### Task instructions
Copy the rows below verbatim, from the start of the rows up to and including the line containing "302, 518, 378]]".

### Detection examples
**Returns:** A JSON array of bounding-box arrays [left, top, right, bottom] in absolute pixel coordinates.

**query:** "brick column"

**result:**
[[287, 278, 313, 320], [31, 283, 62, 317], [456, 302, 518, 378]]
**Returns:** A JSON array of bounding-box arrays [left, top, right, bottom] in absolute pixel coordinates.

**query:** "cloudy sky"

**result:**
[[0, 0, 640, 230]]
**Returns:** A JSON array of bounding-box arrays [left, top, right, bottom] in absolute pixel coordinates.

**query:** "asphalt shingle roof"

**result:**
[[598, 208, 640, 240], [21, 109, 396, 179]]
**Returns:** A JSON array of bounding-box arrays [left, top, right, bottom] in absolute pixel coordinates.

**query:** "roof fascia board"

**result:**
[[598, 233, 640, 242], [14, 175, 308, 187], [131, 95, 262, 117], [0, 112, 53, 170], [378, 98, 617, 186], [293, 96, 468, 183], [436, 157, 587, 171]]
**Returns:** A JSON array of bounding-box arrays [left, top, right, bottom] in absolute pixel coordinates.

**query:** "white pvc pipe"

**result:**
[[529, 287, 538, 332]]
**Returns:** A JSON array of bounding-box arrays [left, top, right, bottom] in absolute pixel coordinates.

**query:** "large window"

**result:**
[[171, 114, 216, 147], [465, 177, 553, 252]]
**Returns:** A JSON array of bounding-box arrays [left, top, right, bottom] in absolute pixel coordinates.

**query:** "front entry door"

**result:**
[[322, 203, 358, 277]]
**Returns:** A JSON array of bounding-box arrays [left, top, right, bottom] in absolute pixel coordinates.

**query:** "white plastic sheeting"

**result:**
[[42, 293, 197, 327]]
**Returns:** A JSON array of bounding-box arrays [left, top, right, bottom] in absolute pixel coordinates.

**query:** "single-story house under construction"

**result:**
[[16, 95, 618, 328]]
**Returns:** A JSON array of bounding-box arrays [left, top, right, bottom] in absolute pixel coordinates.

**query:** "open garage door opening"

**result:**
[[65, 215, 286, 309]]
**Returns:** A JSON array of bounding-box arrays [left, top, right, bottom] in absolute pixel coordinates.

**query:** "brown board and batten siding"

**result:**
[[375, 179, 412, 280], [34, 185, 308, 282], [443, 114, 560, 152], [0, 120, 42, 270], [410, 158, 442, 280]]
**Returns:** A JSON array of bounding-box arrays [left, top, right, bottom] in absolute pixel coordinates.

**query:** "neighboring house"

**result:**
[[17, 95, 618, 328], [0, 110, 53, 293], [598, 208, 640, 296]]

### Completed task
**Returns:** A JSON array of bounding-box arrays [left, top, right, bottom] in absolute pixel coordinates.

**query:** "brick column"

**result:**
[[287, 278, 313, 320], [31, 283, 62, 317], [456, 302, 518, 378]]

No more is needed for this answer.